What the exercise asks. Print every line below exactly as written, but leave the pictures behind.

Segment Start: Listed entries

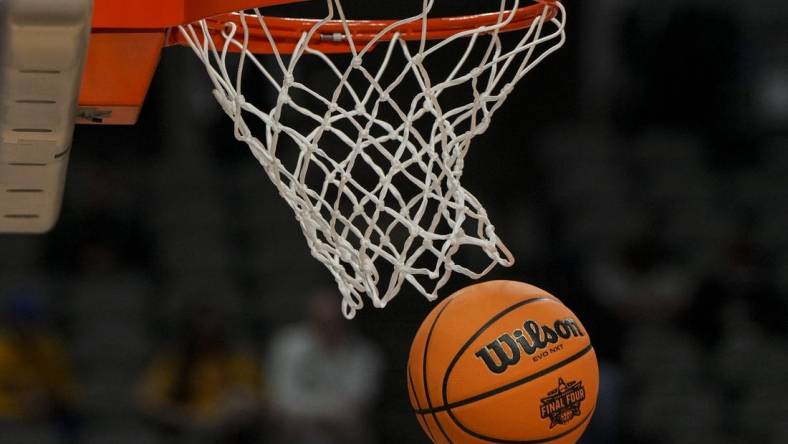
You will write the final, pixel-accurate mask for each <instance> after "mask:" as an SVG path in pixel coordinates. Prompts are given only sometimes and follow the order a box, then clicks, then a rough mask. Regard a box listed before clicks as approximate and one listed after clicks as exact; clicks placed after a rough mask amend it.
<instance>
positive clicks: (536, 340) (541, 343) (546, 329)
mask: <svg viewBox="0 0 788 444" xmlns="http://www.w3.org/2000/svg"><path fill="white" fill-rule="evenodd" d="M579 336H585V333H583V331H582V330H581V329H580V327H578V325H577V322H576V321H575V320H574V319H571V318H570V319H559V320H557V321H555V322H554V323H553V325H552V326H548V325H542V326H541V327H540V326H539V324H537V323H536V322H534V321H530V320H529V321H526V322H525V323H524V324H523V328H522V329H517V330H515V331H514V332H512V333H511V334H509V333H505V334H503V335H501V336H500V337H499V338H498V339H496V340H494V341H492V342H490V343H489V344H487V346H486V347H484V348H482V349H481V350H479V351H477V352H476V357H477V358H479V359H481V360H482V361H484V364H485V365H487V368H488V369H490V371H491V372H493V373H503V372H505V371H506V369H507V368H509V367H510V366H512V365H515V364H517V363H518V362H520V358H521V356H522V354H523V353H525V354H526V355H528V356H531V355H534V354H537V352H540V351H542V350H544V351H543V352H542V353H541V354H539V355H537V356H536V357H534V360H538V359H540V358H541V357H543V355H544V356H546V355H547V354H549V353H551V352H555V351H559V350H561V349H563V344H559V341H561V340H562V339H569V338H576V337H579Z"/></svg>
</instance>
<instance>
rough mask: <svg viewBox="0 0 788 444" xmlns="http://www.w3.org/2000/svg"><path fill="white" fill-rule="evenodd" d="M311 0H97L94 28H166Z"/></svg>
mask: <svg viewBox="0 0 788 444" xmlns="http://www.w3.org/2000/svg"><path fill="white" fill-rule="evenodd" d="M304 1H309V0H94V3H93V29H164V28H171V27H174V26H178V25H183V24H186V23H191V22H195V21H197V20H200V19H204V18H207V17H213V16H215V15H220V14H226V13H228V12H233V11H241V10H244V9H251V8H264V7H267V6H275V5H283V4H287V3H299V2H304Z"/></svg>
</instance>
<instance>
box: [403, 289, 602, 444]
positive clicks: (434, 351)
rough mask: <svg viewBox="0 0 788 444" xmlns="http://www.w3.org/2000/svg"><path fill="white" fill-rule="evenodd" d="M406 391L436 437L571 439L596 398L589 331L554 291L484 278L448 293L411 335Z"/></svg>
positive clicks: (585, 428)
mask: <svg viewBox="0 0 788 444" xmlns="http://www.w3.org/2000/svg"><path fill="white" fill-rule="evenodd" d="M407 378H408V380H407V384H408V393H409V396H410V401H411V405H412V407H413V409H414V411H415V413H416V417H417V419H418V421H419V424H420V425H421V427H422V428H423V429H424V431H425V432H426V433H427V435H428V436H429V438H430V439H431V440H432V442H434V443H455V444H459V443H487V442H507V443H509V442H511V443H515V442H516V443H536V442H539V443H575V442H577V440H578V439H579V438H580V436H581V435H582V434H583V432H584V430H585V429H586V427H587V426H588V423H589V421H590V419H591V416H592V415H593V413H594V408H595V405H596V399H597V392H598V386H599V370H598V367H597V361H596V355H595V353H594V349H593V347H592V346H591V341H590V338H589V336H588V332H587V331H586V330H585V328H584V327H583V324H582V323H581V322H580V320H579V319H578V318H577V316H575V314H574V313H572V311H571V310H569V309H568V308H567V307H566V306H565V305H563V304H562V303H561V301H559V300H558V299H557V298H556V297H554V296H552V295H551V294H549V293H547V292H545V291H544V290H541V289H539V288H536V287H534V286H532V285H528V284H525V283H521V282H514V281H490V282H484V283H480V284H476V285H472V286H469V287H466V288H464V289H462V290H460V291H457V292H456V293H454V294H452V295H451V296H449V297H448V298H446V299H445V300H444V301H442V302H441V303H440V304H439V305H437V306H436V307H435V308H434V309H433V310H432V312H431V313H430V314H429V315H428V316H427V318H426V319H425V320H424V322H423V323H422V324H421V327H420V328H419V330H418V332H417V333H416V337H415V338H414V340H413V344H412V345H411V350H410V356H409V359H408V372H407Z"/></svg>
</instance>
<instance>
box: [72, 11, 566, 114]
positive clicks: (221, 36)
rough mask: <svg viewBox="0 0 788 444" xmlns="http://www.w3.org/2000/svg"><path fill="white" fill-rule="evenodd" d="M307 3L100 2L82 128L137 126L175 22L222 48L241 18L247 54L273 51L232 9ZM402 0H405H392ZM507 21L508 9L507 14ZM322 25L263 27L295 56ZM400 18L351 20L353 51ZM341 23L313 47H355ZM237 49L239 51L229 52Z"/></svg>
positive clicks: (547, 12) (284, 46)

Segment End: Listed entries

Exercise answer.
You will write the final, pixel-accurate mask for each <instance> after "mask:" as an SVG path in pixel coordinates. Prompts are given only sometimes and follow the order a box, then clicks, then a rough mask. Regard a box listed before clicks as approximate and one listed after clicks as exact; clicks placed after a rough mask amend it.
<instance>
positive clicks: (536, 340) (541, 343) (546, 329)
mask: <svg viewBox="0 0 788 444" xmlns="http://www.w3.org/2000/svg"><path fill="white" fill-rule="evenodd" d="M579 336H585V333H583V331H582V330H581V329H580V327H578V325H577V322H576V321H575V320H574V319H571V318H570V319H559V320H557V321H555V322H554V323H553V325H552V326H548V325H542V326H541V327H540V326H539V324H537V323H536V322H534V321H530V320H529V321H526V322H525V323H524V324H523V328H522V329H517V330H515V331H514V332H512V333H511V334H509V333H505V334H503V335H501V336H500V337H499V338H498V339H496V340H494V341H492V342H490V343H489V344H487V346H486V347H484V348H482V349H481V350H479V351H477V352H476V357H477V358H479V359H481V360H482V361H484V364H485V365H487V368H488V369H490V371H491V372H493V373H503V372H505V371H506V369H507V368H509V367H510V366H512V365H515V364H517V363H518V362H520V358H521V356H522V354H523V353H525V354H526V355H528V356H531V355H534V354H537V352H540V351H542V350H544V351H543V352H542V353H541V354H539V355H537V356H536V357H534V360H538V359H540V358H541V357H543V355H544V356H546V355H547V354H549V353H551V352H555V351H559V350H561V349H563V344H559V341H561V340H562V339H569V338H576V337H579Z"/></svg>
</instance>
<instance>
rough mask: <svg viewBox="0 0 788 444" xmlns="http://www.w3.org/2000/svg"><path fill="white" fill-rule="evenodd" d="M311 0H97L94 28H166Z"/></svg>
mask: <svg viewBox="0 0 788 444" xmlns="http://www.w3.org/2000/svg"><path fill="white" fill-rule="evenodd" d="M304 1H309V0H94V3H93V29H164V28H171V27H174V26H178V25H183V24H186V23H191V22H195V21H197V20H200V19H204V18H207V17H213V16H215V15H220V14H226V13H228V12H233V11H241V10H244V9H251V8H264V7H267V6H275V5H283V4H287V3H299V2H304Z"/></svg>
</instance>
<instance>
box: [403, 289, 602, 444]
positive clicks: (434, 351)
rough mask: <svg viewBox="0 0 788 444" xmlns="http://www.w3.org/2000/svg"><path fill="white" fill-rule="evenodd" d="M406 391L436 437L571 439L596 398L589 331L554 291L484 278L448 293L411 335Z"/></svg>
positive clicks: (585, 428)
mask: <svg viewBox="0 0 788 444" xmlns="http://www.w3.org/2000/svg"><path fill="white" fill-rule="evenodd" d="M407 378H408V380H407V384H408V393H409V396H410V401H411V405H412V407H413V409H414V411H415V413H416V417H417V419H418V421H419V424H420V425H421V427H422V428H423V429H424V431H425V432H426V433H427V435H428V436H429V438H430V439H431V440H432V442H434V443H455V444H459V443H487V442H507V443H509V442H511V443H515V442H516V443H536V442H539V443H575V442H577V440H578V439H579V438H580V436H581V435H582V434H583V432H584V430H585V429H586V427H587V426H588V423H589V421H590V419H591V416H592V415H593V413H594V408H595V405H596V399H597V392H598V386H599V370H598V367H597V361H596V355H595V353H594V349H593V347H592V346H591V341H590V338H589V336H588V332H587V331H586V330H585V328H584V327H583V324H582V323H581V322H580V320H579V319H578V318H577V316H575V314H574V313H572V311H571V310H569V309H568V308H567V307H566V306H565V305H563V304H562V303H561V301H559V300H558V299H557V298H556V297H554V296H552V295H551V294H549V293H547V292H545V291H544V290H541V289H539V288H536V287H534V286H532V285H528V284H525V283H521V282H514V281H490V282H484V283H480V284H476V285H472V286H469V287H466V288H464V289H462V290H460V291H457V292H456V293H454V294H452V295H451V296H449V297H448V298H446V299H445V300H444V301H442V302H441V303H440V304H439V305H437V306H436V307H435V308H434V309H433V310H432V312H431V313H430V314H429V315H428V316H427V318H426V319H425V320H424V322H423V323H422V324H421V327H420V328H419V330H418V332H417V333H416V337H415V338H414V340H413V344H412V345H411V350H410V356H409V359H408V372H407Z"/></svg>
</instance>
<instance>
box: [72, 11, 566, 114]
positive clicks: (221, 36)
rough mask: <svg viewBox="0 0 788 444" xmlns="http://www.w3.org/2000/svg"><path fill="white" fill-rule="evenodd" d="M307 3L100 2L82 128L137 126L175 22L222 48L241 18L247 54L273 51L232 9ZM402 0H405H392ZM507 21L508 9L507 14ZM322 25L263 27L295 56ZM400 18L351 20L353 51ZM341 23L313 47H355ZM237 49L239 51L229 52Z"/></svg>
positive clicks: (547, 12) (284, 46)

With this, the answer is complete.